> **Excerpt to read**
◇ ◇ ◇ ◇ ◇
Henry Hetherington


Henry Hetherington was an English printer, bookseller, publisher and newspaper proprietor who campaigned for social justice, a free press, universal suffrage and religious freethought. Together with his close associates, William Lovett, John Cleave and James Watson, he was a leading member of numerous co-operative and radical groups, including the Owenite British Association for the Promotion of Co-operative Knowledge, the National Union of the Working Classes and the London Working Men's Association. As proprietor of The Poor Man's Guardian he played a major role in the "War of the Unstamped" and was imprisoned three times for refusing to pay newspaper stamp duty. He was a leader of the "moral force" wing of the Chartist movement and a supporter of pro-democracy movements in other countries. His name is included on the Reformers' Memorial in Kensal Green Cemetery.

Biography

Early years

Hetherington was born in June 1792 in Compton Street, Soho, London, son of John Hetherington, a tailor. At thirteen he became an apprentice printer, working for Luke Hansard, the printer of the Journals of the House of Commons. In 1811 Hetherington married Elizabeth Thomas, from Wales, and the marriage produced nine children, although only one, David, survived him. Because work was hard to come by after his apprenticeship ended, Hetherington worked as a printer in Ghent, Belgium from 1812 to 1815, then returned to London.

Co-operation and radical politics

During the 1820s Hetherington established his own business as a printer and publisher. He also became an active member of a number of radical organisations whose aims included co-operation, the provision of education to working men and universal suffrage. Through these organisations he made lasting friendships with William Lovett and James Watson, with whom he would work closely for the rest of his life.
In 1820 he became influenced by the ideas of Robert Owen after attending a series of lectures by the Owenite, George Mudie. Together with other printers he became a founder member of Mudie's Co-operative and Economical Society. The society encouraged wholesale trading and set up a co-operative community in Spa Fields.
In 1822 he registered his own press and type at 13 Kingsgate Street, Holborn, an eight-roomed house, including shop and printing premises, costing £55 per annum rent. His first publishing venture, in January 1823, was Mudie's journal, the Political Economist and Universal Philanthropist.
Hetherington then joined the London Mechanics Institute in Chancery Lane, founded by George Birkbeck to provide adult education to working-class men. He served on its committee between 1824 and 1830 and it was there that he met Lovett and Watson.
In 1828 he joined the First London Co-operative Trading Association. Newly-formed co-operative societies would often ask the First London for advice and assistance, so Hetherington and others founded the British Association for the Promotion of Co-operative Knowledge to act as co-operation's educational and co-ordinating arm. The BAPCK rented a house in Greville Street, Hatton Garden, where they operated a co-operative bazaar on the first floor, while the First London occupied the ground floor. Hetherington became one of the BAPCK's most accomplished speakers and played an important role in the growth of the movement.
◇ ◇ ◇ ◇ ◇
> **Directions**
• 1. Answer these questions using the Henry Hetherington biography:
(a) In what month and year was Hetherington born?
(b) In which city did he work as a printer from 1812 to 1815?
(c) What was the yearly rent on the house at 13 Kingsgate Street?
• 2. Reproduce the Henry Hetherington biography word for word from "In 1822 he registered" to "and Universal Philanthropist.".

> **Data section**
◇ ◇ ◇ ◇ ◇
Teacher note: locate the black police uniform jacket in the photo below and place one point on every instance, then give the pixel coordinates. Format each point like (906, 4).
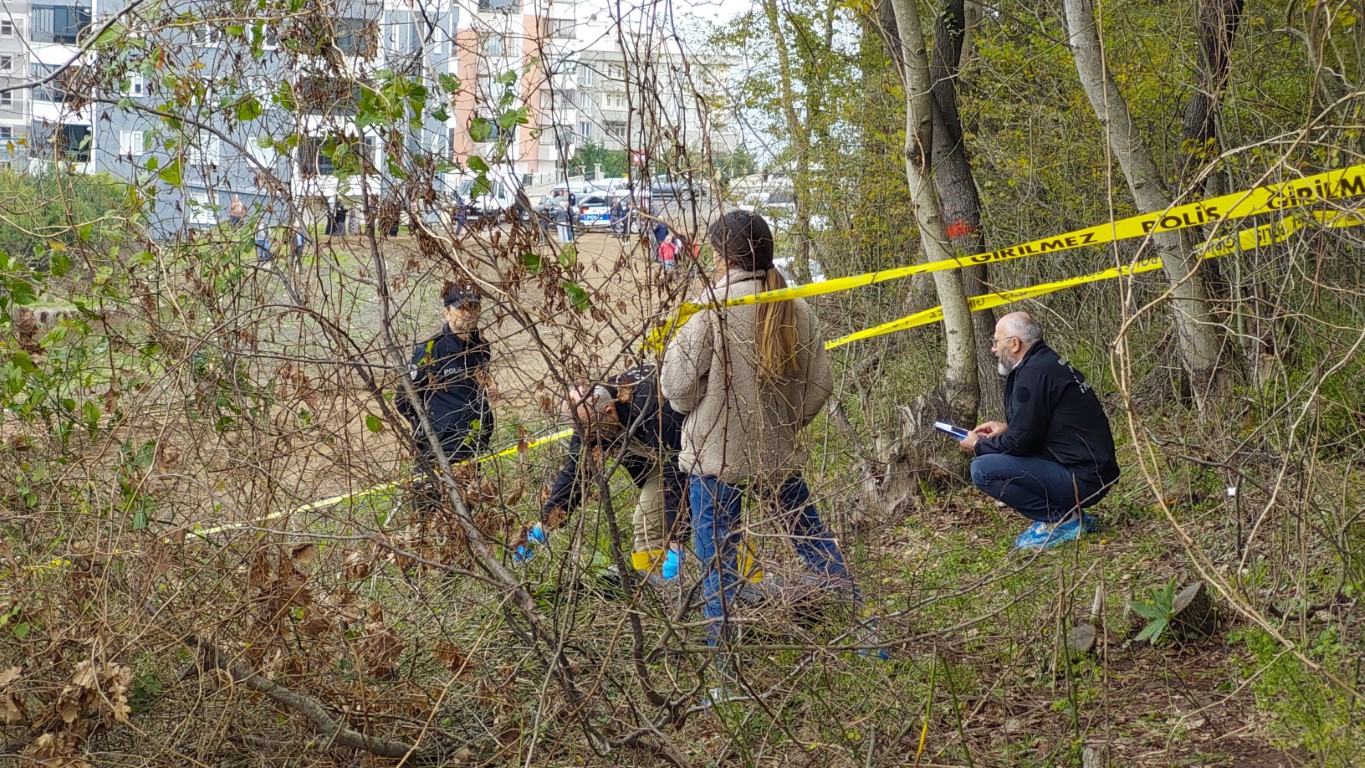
◇ ◇ ◇ ◇ ◇
> **Results of the exercise**
• 1.
(a) June 1792
(b) Ghent, Belgium
(c) £55 per annum

• 2.
In 1822 he registered his own press and type at 13 Kingsgate Street, Holborn, an eight-roomed house, including shop and printing premises, costing £55 per annum rent. His first publishing venture, in January 1823, was Mudie's journal, the Political Economist and Universal Philanthropist.